— EXERCISE DIRECTIONS —
Could you transcribe all the entries exactly, omitting the pictures?

_ _ _ _ _ _ _

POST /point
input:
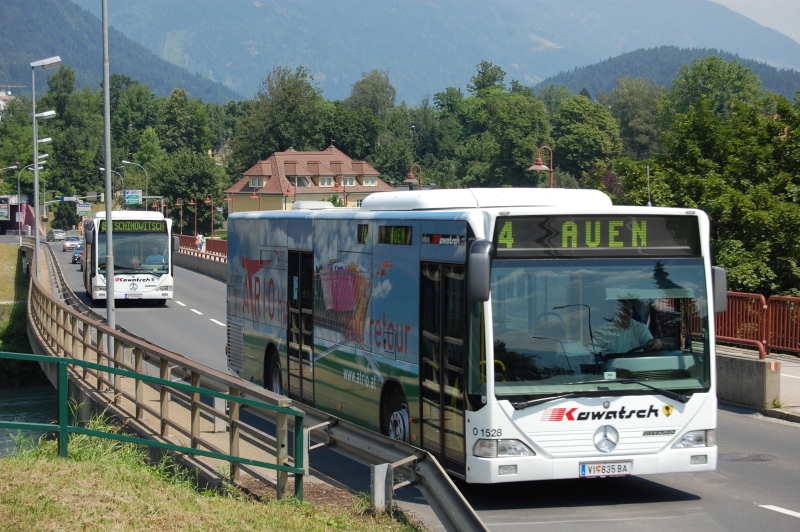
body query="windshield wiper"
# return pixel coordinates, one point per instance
(666, 393)
(533, 402)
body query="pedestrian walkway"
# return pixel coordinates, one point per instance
(790, 381)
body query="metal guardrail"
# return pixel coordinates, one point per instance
(67, 332)
(417, 466)
(63, 429)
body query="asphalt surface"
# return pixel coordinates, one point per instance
(755, 488)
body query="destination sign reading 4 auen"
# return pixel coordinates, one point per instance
(135, 226)
(597, 236)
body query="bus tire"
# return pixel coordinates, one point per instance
(397, 426)
(272, 373)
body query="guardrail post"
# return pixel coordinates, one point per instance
(164, 397)
(87, 344)
(302, 438)
(139, 385)
(63, 413)
(219, 422)
(233, 435)
(117, 379)
(195, 410)
(381, 487)
(100, 358)
(282, 450)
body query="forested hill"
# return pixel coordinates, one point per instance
(661, 65)
(427, 45)
(37, 29)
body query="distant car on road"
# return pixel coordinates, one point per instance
(56, 234)
(71, 242)
(77, 256)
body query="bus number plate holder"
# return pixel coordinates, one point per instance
(606, 469)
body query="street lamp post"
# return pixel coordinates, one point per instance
(46, 64)
(194, 204)
(178, 203)
(539, 165)
(210, 199)
(146, 178)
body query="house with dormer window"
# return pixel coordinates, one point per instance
(288, 176)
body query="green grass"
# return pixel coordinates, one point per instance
(107, 485)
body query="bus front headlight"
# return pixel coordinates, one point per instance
(697, 438)
(500, 448)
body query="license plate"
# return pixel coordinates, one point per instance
(606, 469)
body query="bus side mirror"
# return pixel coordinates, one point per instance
(480, 270)
(719, 281)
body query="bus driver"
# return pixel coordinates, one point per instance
(624, 334)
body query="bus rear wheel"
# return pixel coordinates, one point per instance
(397, 419)
(272, 377)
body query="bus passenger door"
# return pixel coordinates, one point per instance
(443, 320)
(300, 331)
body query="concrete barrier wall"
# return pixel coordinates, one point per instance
(215, 269)
(748, 382)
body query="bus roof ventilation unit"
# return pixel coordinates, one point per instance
(474, 198)
(312, 205)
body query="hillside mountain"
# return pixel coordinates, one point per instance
(661, 65)
(428, 45)
(37, 29)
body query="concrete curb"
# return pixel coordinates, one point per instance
(780, 413)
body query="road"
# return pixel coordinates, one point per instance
(743, 494)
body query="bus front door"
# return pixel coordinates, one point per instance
(300, 331)
(442, 310)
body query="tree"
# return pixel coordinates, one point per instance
(288, 111)
(374, 92)
(489, 77)
(634, 104)
(584, 133)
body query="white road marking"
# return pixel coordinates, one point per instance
(779, 509)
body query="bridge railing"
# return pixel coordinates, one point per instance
(119, 368)
(63, 429)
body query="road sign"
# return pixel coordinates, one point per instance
(133, 197)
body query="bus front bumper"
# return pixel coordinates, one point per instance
(520, 469)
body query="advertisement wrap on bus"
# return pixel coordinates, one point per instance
(516, 334)
(142, 256)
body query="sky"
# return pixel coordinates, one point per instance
(780, 15)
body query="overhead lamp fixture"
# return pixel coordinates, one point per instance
(47, 64)
(46, 115)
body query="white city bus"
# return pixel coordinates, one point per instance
(487, 325)
(142, 256)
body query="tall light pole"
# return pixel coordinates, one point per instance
(194, 204)
(178, 203)
(46, 64)
(539, 165)
(210, 199)
(146, 178)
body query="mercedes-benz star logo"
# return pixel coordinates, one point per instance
(606, 438)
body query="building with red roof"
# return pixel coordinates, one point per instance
(288, 176)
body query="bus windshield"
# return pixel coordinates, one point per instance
(573, 326)
(136, 252)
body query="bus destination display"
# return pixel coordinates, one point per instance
(597, 236)
(135, 226)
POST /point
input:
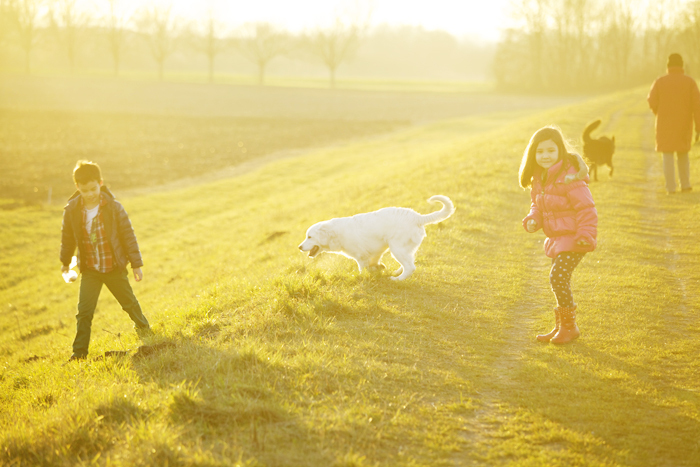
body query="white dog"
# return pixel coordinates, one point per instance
(366, 237)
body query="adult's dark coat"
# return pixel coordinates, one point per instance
(675, 100)
(118, 228)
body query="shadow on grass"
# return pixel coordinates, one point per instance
(611, 400)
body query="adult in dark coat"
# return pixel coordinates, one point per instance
(675, 100)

_ _ _ _ _ _ _

— FINISHED EXERCISE —
POST /point
input:
body query="windshield wiper"
# return pixel coordinates, one point per instance
(666, 393)
(533, 402)
body query="pedestrian walkway"
# return pixel coordinates, one point per instance
(790, 381)
body query="metal guardrail"
# return pixel coordinates, one point per instance
(67, 332)
(417, 466)
(63, 429)
body query="asphalt surface"
# return pixel coordinates, one point per instance
(755, 488)
body query="destination sign reading 4 auen"
# return pixel coordinates, one point per instance
(135, 226)
(597, 236)
body query="bus tire"
# return pixel coordinates, one point per instance
(397, 426)
(272, 373)
body query="guardrail post"
# return pixel coordinates, one point per instance
(164, 397)
(87, 344)
(302, 438)
(139, 385)
(63, 413)
(219, 422)
(233, 435)
(117, 379)
(195, 410)
(381, 487)
(100, 358)
(282, 450)
body query="forested hill"
# return pixel coordinates, one point per instance
(661, 65)
(427, 45)
(37, 29)
body query="distant car on road"
# return pixel coordinates, one point per instance
(56, 234)
(71, 242)
(77, 256)
body query="bus number plate holder"
# return pixel coordinates, one point per instance
(606, 469)
body query="street lamp post"
# return pixel coordinates, one point per instance
(46, 64)
(194, 204)
(178, 203)
(539, 165)
(210, 199)
(146, 178)
body query="house with dormer window"
# return pixel coordinates, one point per instance
(288, 176)
body query="green grass"
# return pixel coordinates, one point per instance
(107, 485)
body query="bus front headlight"
# return pixel coordinates, one point per instance
(697, 438)
(500, 448)
body query="license plate"
# return pixel coordinates, one point per instance
(606, 469)
body query="bus side mirror"
# return pixel coordinates, one point per instance
(480, 270)
(719, 281)
body query="bus driver"
# return pixel coordinates, one point per instance
(624, 334)
body query="bus rear wheel"
# return pixel coordinates, one point per instance
(397, 419)
(272, 377)
body query="bus passenger door"
# return pixel coordinates, one point per instance
(443, 320)
(300, 331)
body query="concrete barrier wall"
# return pixel coordinates, one point per instance
(215, 269)
(748, 382)
body query="bus roof ventilation unit"
# return pixel coordinates, one point per instance
(474, 198)
(312, 205)
body query="hillside mountain"
# return pixel coordinates, one point per instance
(661, 65)
(428, 45)
(37, 29)
body query="concrete curb"
# return pixel coordinates, one point per instance
(780, 413)
body query="road"
# return pixel coordinates, one point per instance
(743, 494)
body query="bus front door"
# return pixel coordinates, one point per instance
(300, 331)
(442, 310)
body query="tree"
# return pixel coordinates, one point per instance
(288, 111)
(374, 92)
(489, 77)
(634, 104)
(584, 133)
body query="white road marking"
# return pixel coordinates, one point per instance
(779, 509)
body query="bridge railing"
# return pixel coordinates, one point per instance
(119, 368)
(63, 429)
body query="road sign"
# return pixel coordinates, one point per instance
(133, 197)
body query="bus front bumper"
# return pixel coordinates, one point per instance
(520, 469)
body query="advertisement wrap on bus"
# return pixel coordinates, one point per instance
(516, 334)
(142, 256)
body query="sky"
# return pixel coordinates, one point per instance
(780, 15)
body query="overhead lamp fixture"
# return pixel coordinates, one point per instance
(47, 64)
(46, 115)
body query="white city bus"
# return pixel coordinates, one point per instance
(487, 325)
(142, 256)
body query="tall light pole"
# return pixel coordinates, one point per instance
(194, 204)
(178, 203)
(46, 64)
(539, 165)
(210, 199)
(146, 178)
body query="mercedes-benz star logo"
# return pixel coordinates, one point per instance
(606, 438)
body query="building with red roof"
# return pixel coordinates, one point per instance
(288, 176)
body query="bus windshield"
# return pixel coordinates, one point per instance
(573, 326)
(136, 252)
body query="bus destination display"
# return pixel coordinates, one point per instance
(597, 236)
(135, 226)
POST /point
input:
body query="white dog"
# return pixel coordinates, one point per instance
(366, 237)
body query="adult's dark coat"
# return pixel coordinates, one point per instance
(675, 100)
(118, 228)
body query="shadow on grass"
# return pixel coordinates, one point per instance
(611, 400)
body query="adult in dark coat"
# return pixel coordinates, one point per instance
(675, 100)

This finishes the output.